**WHAT THIS TASK INVOLVES:**
Set out the data below as a Markdown table with two columns, Row and Line. Give each line its row number and leave out blank lines.

============================================================

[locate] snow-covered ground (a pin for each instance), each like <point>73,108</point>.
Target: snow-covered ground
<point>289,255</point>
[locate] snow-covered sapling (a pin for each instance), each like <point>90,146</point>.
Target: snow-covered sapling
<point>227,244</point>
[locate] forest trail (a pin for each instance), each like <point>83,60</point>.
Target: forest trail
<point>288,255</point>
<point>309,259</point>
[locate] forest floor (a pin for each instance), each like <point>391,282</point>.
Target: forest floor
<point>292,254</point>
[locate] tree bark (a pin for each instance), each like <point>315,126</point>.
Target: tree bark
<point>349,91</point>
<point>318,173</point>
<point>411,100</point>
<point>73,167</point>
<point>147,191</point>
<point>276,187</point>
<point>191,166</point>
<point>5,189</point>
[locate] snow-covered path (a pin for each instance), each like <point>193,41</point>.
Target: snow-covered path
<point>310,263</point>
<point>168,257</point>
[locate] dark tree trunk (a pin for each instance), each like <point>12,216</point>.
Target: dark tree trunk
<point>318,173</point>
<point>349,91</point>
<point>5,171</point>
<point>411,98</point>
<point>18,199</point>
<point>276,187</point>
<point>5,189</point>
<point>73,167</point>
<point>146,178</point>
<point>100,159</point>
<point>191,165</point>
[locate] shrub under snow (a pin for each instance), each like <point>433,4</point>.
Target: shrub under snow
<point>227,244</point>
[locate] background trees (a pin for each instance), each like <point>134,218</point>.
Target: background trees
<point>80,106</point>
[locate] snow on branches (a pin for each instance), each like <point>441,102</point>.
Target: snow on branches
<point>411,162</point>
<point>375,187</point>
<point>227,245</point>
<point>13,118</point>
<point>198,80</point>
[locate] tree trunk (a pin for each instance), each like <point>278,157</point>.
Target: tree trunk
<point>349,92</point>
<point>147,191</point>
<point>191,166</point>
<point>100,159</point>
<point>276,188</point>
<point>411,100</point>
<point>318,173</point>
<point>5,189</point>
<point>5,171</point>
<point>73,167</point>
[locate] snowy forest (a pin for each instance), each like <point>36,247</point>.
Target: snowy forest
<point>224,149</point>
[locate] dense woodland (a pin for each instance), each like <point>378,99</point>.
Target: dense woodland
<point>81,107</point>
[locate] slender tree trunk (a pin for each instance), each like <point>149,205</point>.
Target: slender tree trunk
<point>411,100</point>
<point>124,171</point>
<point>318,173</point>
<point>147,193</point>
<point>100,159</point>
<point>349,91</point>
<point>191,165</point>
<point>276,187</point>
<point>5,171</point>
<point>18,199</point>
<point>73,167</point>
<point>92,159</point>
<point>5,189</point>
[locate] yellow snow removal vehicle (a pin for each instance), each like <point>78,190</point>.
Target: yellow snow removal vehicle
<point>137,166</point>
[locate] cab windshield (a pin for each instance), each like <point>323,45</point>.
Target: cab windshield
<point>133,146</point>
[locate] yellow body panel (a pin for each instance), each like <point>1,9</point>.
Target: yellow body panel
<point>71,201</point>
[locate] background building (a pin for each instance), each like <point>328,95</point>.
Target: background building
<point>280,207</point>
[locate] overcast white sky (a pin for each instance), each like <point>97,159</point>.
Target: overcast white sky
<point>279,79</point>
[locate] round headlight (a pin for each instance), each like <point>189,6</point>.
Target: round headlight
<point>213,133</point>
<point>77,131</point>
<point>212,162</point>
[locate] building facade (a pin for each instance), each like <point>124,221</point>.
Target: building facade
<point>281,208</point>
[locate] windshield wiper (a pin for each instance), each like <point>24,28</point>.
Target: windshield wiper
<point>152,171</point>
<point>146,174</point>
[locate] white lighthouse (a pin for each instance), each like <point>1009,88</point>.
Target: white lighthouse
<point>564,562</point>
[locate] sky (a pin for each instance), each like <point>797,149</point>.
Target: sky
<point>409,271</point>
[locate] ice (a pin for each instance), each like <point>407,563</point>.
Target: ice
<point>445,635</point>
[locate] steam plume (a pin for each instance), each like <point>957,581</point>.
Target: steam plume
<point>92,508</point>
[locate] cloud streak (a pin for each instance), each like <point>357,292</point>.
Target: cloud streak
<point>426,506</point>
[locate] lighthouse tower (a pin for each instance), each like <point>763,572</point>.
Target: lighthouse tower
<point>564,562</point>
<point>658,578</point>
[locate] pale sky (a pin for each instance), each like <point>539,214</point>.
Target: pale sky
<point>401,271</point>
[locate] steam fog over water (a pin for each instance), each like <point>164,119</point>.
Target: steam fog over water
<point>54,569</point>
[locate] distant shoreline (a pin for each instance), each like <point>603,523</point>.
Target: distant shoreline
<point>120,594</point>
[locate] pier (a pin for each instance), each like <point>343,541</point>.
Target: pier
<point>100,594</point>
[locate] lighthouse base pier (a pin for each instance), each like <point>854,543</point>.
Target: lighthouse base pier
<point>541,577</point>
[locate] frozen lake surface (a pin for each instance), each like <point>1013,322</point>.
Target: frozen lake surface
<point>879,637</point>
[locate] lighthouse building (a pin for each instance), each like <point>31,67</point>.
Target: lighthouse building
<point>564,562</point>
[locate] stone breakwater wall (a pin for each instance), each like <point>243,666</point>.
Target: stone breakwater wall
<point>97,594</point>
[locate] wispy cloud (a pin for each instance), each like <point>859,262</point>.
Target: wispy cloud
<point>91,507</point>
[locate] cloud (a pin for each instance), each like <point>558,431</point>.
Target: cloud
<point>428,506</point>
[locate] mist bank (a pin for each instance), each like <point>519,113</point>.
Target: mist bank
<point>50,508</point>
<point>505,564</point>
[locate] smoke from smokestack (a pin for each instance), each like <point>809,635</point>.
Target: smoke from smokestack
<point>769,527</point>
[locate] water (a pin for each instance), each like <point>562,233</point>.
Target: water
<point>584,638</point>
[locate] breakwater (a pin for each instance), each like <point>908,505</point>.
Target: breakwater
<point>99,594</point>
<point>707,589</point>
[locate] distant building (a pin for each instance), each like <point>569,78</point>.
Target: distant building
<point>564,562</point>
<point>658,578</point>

============================================================

**EXERCISE RESPONSE:**
| Row | Line |
|---|---|
| 1 | [locate] snow-covered ground (a pin for each instance), each like <point>73,108</point>. |
| 2 | Target: snow-covered ground |
| 3 | <point>289,255</point> |
| 4 | [locate] snow-covered sapling (a pin for each instance), each like <point>90,146</point>. |
| 5 | Target: snow-covered sapling |
| 6 | <point>227,244</point> |
| 7 | [locate] forest trail (a pin for each instance), each like <point>83,60</point>. |
| 8 | Target: forest trail |
| 9 | <point>288,255</point> |
| 10 | <point>309,259</point> |
| 11 | [locate] forest floor (a pin for each instance), each like <point>391,282</point>. |
| 12 | Target: forest floor |
| 13 | <point>292,254</point> |
| 14 | [locate] tree bark (a pin for each instance), each like <point>315,126</point>. |
| 15 | Target: tree bark |
| 16 | <point>349,91</point> |
| 17 | <point>318,173</point> |
| 18 | <point>411,100</point> |
| 19 | <point>73,167</point> |
| 20 | <point>147,191</point> |
| 21 | <point>276,187</point> |
| 22 | <point>191,166</point> |
| 23 | <point>5,189</point> |
| 24 | [locate] snow-covered path (a pin for each instance), each like <point>193,41</point>. |
| 25 | Target: snow-covered path |
| 26 | <point>310,263</point> |
| 27 | <point>168,257</point> |
| 28 | [locate] dark tree trunk (a pin for each instance), each like <point>12,216</point>. |
| 29 | Target: dark tree trunk |
| 30 | <point>318,173</point> |
| 31 | <point>349,91</point> |
| 32 | <point>5,171</point> |
| 33 | <point>411,98</point> |
| 34 | <point>18,199</point> |
| 35 | <point>276,187</point> |
| 36 | <point>5,189</point> |
| 37 | <point>73,167</point> |
| 38 | <point>146,178</point> |
| 39 | <point>100,159</point> |
| 40 | <point>191,165</point> |
| 41 | [locate] shrub under snow (a pin for each instance), each like <point>433,4</point>. |
| 42 | Target: shrub under snow |
| 43 | <point>227,244</point> |
| 44 | [locate] background trees (a pin for each instance), each like <point>134,218</point>. |
| 45 | Target: background trees |
| 46 | <point>80,106</point> |
| 47 | [locate] snow on branches (a pin for each instance), each like <point>441,102</point>. |
| 48 | Target: snow on branches |
| 49 | <point>411,162</point> |
| 50 | <point>375,187</point> |
| 51 | <point>227,245</point> |
| 52 | <point>13,118</point> |
| 53 | <point>198,80</point> |
| 54 | [locate] tree trunk (a pin for each instance), each like <point>278,157</point>. |
| 55 | Target: tree trunk |
| 56 | <point>349,92</point> |
| 57 | <point>147,191</point> |
| 58 | <point>191,166</point> |
| 59 | <point>100,159</point> |
| 60 | <point>276,188</point> |
| 61 | <point>411,100</point> |
| 62 | <point>318,173</point> |
| 63 | <point>5,189</point> |
| 64 | <point>5,171</point> |
| 65 | <point>73,167</point> |
| 66 | [locate] snowy forest (a pin for each instance), each like <point>36,247</point>. |
| 67 | Target: snowy forest |
| 68 | <point>224,149</point> |
| 69 | [locate] dense woodland (a pin for each instance), each like <point>378,99</point>. |
| 70 | Target: dense woodland |
| 71 | <point>81,107</point> |
| 72 | [locate] slender tree trunk (a pin for each instance), each like <point>149,205</point>. |
| 73 | Target: slender tree trunk |
| 74 | <point>411,100</point> |
| 75 | <point>124,171</point> |
| 76 | <point>318,173</point> |
| 77 | <point>147,193</point> |
| 78 | <point>100,159</point> |
| 79 | <point>349,91</point> |
| 80 | <point>191,165</point> |
| 81 | <point>276,187</point> |
| 82 | <point>5,171</point> |
| 83 | <point>18,199</point> |
| 84 | <point>73,167</point> |
| 85 | <point>92,159</point> |
| 86 | <point>5,189</point> |
| 87 | [locate] yellow snow removal vehicle (a pin for each instance), each like <point>78,190</point>. |
| 88 | Target: yellow snow removal vehicle |
| 89 | <point>137,166</point> |
| 90 | [locate] cab windshield (a pin for each instance), each like <point>323,45</point>. |
| 91 | Target: cab windshield |
| 92 | <point>133,146</point> |
| 93 | [locate] yellow body panel (a pin for each instance), each like <point>1,9</point>. |
| 94 | Target: yellow body panel |
| 95 | <point>71,201</point> |
| 96 | [locate] background building (a pin for each instance), each like <point>328,95</point>. |
| 97 | Target: background building |
| 98 | <point>280,207</point> |
| 99 | [locate] overcast white sky (a pin for each instance), each like <point>97,159</point>. |
| 100 | Target: overcast white sky |
| 101 | <point>279,79</point> |
| 102 | [locate] round headlight (a pin for each instance), each like <point>189,6</point>. |
| 103 | Target: round headlight |
| 104 | <point>213,133</point> |
| 105 | <point>77,131</point> |
| 106 | <point>212,162</point> |
| 107 | [locate] building facade (a pin for each instance), each like <point>124,221</point>. |
| 108 | Target: building facade |
| 109 | <point>281,208</point> |
| 110 | [locate] windshield wiper (a pin for each instance), each like <point>24,28</point>. |
| 111 | Target: windshield wiper |
| 112 | <point>152,171</point> |
| 113 | <point>146,174</point> |
| 114 | [locate] white lighthouse (a pin for each instance), each like <point>1009,88</point>. |
| 115 | Target: white lighthouse |
| 116 | <point>564,562</point> |
| 117 | [locate] sky (a pin for each instance), each like <point>797,149</point>. |
| 118 | Target: sky |
| 119 | <point>409,271</point> |
| 120 | [locate] ice (a pin for each instance), each like <point>407,563</point>. |
| 121 | Target: ice |
| 122 | <point>445,635</point> |
| 123 | [locate] steam plume (a pin for each instance), each like <point>957,581</point>. |
| 124 | Target: steam plume |
| 125 | <point>92,508</point> |
| 126 | [locate] cloud streak (a pin for each instance), each like <point>357,292</point>. |
| 127 | Target: cloud streak |
| 128 | <point>426,506</point> |
| 129 | [locate] lighthouse tower (a pin for each instance), each like <point>763,572</point>. |
| 130 | Target: lighthouse tower |
| 131 | <point>564,562</point> |
| 132 | <point>658,578</point> |
| 133 | [locate] pale sky (a pin for each instance), each like <point>539,214</point>. |
| 134 | Target: pale sky |
| 135 | <point>401,271</point> |
| 136 | [locate] steam fog over water (a pin for each instance), each like <point>164,119</point>. |
| 137 | Target: steam fog over water |
| 138 | <point>54,569</point> |
| 139 | [locate] distant shoreline (a pin for each instance), each like <point>603,523</point>. |
| 140 | Target: distant shoreline |
| 141 | <point>120,594</point> |
| 142 | [locate] pier (a pin for each instance), each like <point>343,541</point>. |
| 143 | Target: pier |
| 144 | <point>100,594</point> |
| 145 | [locate] lighthouse base pier (a pin for each instance), each like <point>854,543</point>. |
| 146 | Target: lighthouse base pier |
| 147 | <point>541,577</point> |
| 148 | [locate] frozen lake surface (a pin for each instance), each like <point>1013,322</point>. |
| 149 | Target: frozen lake surface |
| 150 | <point>879,637</point> |
| 151 | [locate] lighthouse building (a pin for each instance), each like <point>31,67</point>. |
| 152 | Target: lighthouse building |
| 153 | <point>564,562</point> |
| 154 | [locate] stone breakwater wall (a pin for each instance), each like <point>243,666</point>. |
| 155 | Target: stone breakwater wall |
| 156 | <point>97,594</point> |
| 157 | [locate] wispy cloud (a pin for each instance), each like <point>859,262</point>. |
| 158 | Target: wispy cloud |
| 159 | <point>91,507</point> |
| 160 | [locate] cloud (a pin for each instance), each like <point>558,431</point>. |
| 161 | Target: cloud |
| 162 | <point>428,506</point> |
| 163 | [locate] mist bank (a pin for each instance), each like <point>519,113</point>. |
| 164 | Target: mist bank |
| 165 | <point>50,508</point> |
| 166 | <point>505,564</point> |
| 167 | [locate] smoke from smokestack (a pin for each instance), each like <point>809,635</point>. |
| 168 | Target: smoke from smokestack |
| 169 | <point>769,527</point> |
| 170 | [locate] water (a pin for each instance), each like <point>562,233</point>. |
| 171 | Target: water |
| 172 | <point>584,638</point> |
| 173 | [locate] breakwater (a pin for each instance), each like <point>908,505</point>. |
| 174 | Target: breakwater |
| 175 | <point>99,594</point> |
| 176 | <point>707,589</point> |
| 177 | [locate] distant building (a pin for each instance), each like <point>569,78</point>. |
| 178 | Target: distant building |
| 179 | <point>564,562</point> |
| 180 | <point>658,578</point> |